#### Document excerpt
>> Begin

“John said to me, ‘I thought maybe you could build this lighthouse in my garden,’ she remembers. I said, ‘It’s just an illusion, it’s not a built thing.’ He looked a bit disappointed: ‘Oh, OK—I thought the Americans had found out something we don’t have yet….’ I thought it was cute. I laughed about it. But that was just an excuse, I know. He wanted me to be somehow involved in his life, and that was one way he might have done it.”

  During these first months of 1967, however, John had little time for anything but writing and recording. The premature release of “Strawberry Fields Forever” and “Penny Lane” had taken all the steam out of the Liverpool concept album idea, leaving George Martin to wonder remorsefully forevermore how great an album it might have been. Yet the need remained to come up with something that would knock Bob Dylan’s, Brian Wilson’s, and the Byrds’ collective socks off.

  On a recent solo visit to America, Paul had been struck by the fad among West Coast rock groups for ironically long and nonsensical names: Big Brother and the Holding Company, the Strawberry Alarm Clock, the Pacific Gas and Electric Band. Also in his mind was swinging London’s current obsession with Victorian militaria, either picked up in original forms in Portobello Road antiques markets or mass-produced for a store chain called I Was Lord Kitchener’s Valet. The result was a McCartney song for the still-unfocused new album, mixing these two trends together with nostalgia for north-country brass bands and a touch of “Eleanor Rigby” melancholy; its title was “Sgt. Pepper’s Lonely Hearts Club Band.”

>> End

#### Exercise description
In the Beatles passage, what was the name of the store chain that mass-produced Victorian militaria? Rely on the Beatles passage alone, not on the material.

#### Information given
>> Begin

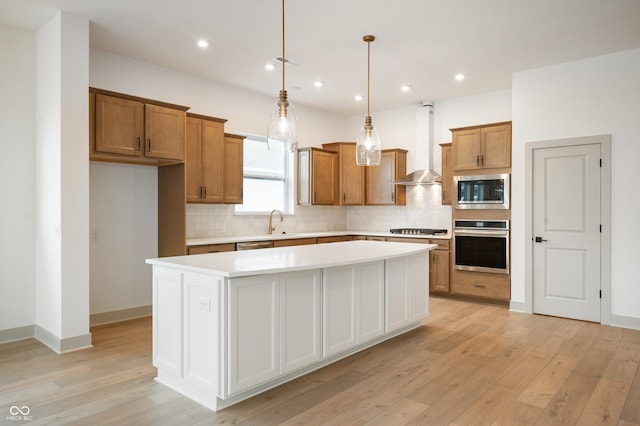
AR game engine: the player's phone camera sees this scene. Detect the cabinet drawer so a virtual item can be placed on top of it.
[451,270,511,300]
[429,239,451,250]
[187,243,236,254]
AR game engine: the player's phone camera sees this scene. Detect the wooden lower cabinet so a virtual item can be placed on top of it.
[429,250,450,293]
[451,269,511,302]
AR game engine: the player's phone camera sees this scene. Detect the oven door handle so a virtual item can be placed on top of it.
[453,229,509,238]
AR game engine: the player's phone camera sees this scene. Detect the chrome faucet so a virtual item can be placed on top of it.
[269,210,284,235]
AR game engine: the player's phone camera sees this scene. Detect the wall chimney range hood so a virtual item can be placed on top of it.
[393,102,442,185]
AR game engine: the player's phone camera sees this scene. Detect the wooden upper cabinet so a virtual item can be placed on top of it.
[298,148,339,206]
[89,88,188,165]
[322,142,365,206]
[185,113,244,204]
[451,122,511,171]
[365,149,407,206]
[440,143,453,204]
[223,133,244,204]
[94,94,144,157]
[144,104,186,161]
[185,114,225,203]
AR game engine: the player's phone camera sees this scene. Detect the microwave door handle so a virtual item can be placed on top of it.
[453,229,509,237]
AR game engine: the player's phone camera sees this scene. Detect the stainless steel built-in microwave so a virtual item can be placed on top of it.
[453,173,510,209]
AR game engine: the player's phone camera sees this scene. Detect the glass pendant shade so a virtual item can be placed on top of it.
[356,116,380,166]
[267,90,298,152]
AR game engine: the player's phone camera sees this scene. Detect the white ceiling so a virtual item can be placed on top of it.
[0,0,640,115]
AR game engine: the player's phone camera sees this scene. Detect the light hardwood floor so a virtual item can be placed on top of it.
[0,298,640,426]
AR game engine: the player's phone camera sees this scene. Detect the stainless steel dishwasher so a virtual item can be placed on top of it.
[236,241,273,251]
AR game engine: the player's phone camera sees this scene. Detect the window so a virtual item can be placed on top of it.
[236,136,293,214]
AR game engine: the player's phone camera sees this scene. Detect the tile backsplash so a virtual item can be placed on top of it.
[187,185,451,239]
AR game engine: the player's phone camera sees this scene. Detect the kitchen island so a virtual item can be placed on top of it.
[147,241,436,410]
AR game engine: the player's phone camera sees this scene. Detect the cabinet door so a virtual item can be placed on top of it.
[322,266,358,357]
[440,143,453,205]
[385,257,411,333]
[429,250,449,293]
[385,253,429,333]
[228,275,280,394]
[407,252,429,322]
[223,135,244,204]
[144,104,186,160]
[481,124,511,169]
[452,129,481,170]
[357,261,384,343]
[201,120,225,203]
[184,273,224,396]
[340,144,365,206]
[94,93,144,157]
[280,269,322,374]
[184,117,203,203]
[366,152,395,205]
[311,150,338,205]
[152,266,183,377]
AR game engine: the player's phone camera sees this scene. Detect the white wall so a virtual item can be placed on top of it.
[90,162,158,314]
[35,13,90,352]
[511,49,640,325]
[0,24,36,331]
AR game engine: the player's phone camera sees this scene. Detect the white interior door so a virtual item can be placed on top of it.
[533,144,601,322]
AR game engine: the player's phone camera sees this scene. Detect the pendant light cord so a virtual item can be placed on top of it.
[282,0,286,90]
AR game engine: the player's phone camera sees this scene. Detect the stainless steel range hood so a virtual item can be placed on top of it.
[393,102,442,185]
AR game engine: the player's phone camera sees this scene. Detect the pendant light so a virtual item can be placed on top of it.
[267,0,298,152]
[356,35,380,166]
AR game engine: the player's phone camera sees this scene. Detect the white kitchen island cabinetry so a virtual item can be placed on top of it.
[147,241,436,410]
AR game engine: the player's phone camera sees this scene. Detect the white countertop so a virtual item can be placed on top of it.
[187,231,451,246]
[146,241,437,278]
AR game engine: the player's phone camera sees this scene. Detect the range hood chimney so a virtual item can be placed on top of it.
[394,102,442,185]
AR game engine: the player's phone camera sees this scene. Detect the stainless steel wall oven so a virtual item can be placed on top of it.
[453,219,509,274]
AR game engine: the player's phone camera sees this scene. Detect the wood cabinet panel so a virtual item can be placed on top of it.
[298,148,339,205]
[89,88,188,165]
[322,142,365,206]
[451,122,511,171]
[365,149,407,206]
[144,104,186,160]
[451,269,511,301]
[223,133,244,204]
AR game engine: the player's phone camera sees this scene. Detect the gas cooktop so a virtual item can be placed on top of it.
[389,228,447,235]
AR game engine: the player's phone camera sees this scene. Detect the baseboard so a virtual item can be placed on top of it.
[33,325,92,354]
[89,305,152,327]
[509,300,526,312]
[0,325,35,344]
[611,315,640,330]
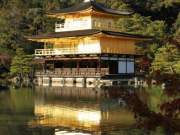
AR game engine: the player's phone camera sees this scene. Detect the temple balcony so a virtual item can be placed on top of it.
[36,68,109,77]
[55,23,120,32]
[35,48,101,56]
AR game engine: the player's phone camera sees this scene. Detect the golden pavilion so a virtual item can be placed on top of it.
[28,0,150,86]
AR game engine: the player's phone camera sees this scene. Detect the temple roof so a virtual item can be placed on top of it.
[27,29,152,39]
[49,0,133,15]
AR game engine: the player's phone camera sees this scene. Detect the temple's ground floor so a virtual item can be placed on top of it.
[35,55,143,86]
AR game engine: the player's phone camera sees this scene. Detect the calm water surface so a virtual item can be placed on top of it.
[0,87,178,135]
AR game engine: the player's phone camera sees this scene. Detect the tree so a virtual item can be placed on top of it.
[10,48,32,81]
[151,44,180,74]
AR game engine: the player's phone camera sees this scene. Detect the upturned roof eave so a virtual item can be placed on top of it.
[47,1,134,16]
[26,30,153,41]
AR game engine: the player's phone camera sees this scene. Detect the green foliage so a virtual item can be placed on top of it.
[10,48,32,78]
[152,44,180,74]
[118,14,166,38]
[173,13,180,36]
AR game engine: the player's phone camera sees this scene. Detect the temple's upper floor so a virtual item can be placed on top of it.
[48,0,133,32]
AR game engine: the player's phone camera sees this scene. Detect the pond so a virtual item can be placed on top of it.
[0,86,180,135]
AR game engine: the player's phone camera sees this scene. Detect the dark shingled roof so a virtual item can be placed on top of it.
[27,29,152,39]
[49,0,133,15]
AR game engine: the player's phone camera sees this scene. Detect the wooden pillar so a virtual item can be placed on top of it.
[98,58,101,74]
[76,60,80,75]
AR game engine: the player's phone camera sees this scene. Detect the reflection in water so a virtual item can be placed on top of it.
[0,88,179,135]
[30,88,135,132]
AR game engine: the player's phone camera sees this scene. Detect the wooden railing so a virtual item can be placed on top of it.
[93,23,120,32]
[36,68,109,77]
[35,48,100,56]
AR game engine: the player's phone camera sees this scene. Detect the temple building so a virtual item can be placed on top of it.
[28,0,150,85]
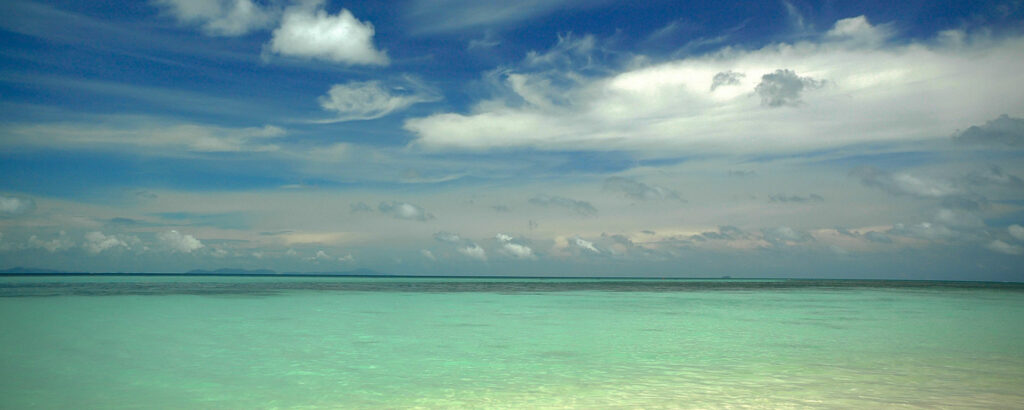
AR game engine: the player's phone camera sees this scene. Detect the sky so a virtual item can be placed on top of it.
[0,0,1024,281]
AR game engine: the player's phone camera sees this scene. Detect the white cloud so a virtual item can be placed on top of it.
[0,118,286,153]
[850,167,964,198]
[753,70,824,107]
[268,0,388,66]
[495,234,537,259]
[457,244,487,261]
[761,227,814,246]
[420,249,437,261]
[0,196,36,217]
[569,237,601,253]
[434,232,462,243]
[604,176,682,200]
[154,0,280,36]
[987,240,1024,255]
[404,16,1024,154]
[82,231,129,253]
[377,201,434,221]
[529,195,597,215]
[888,222,956,241]
[157,230,205,253]
[407,0,606,33]
[1007,224,1024,241]
[825,15,893,47]
[29,231,75,253]
[935,209,985,230]
[318,77,440,123]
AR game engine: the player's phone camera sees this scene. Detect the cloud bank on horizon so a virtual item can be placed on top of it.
[0,0,1024,281]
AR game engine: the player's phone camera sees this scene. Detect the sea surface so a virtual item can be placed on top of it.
[0,276,1024,409]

>> End

#### Worked solution
I Was Lord Kitchener's Valet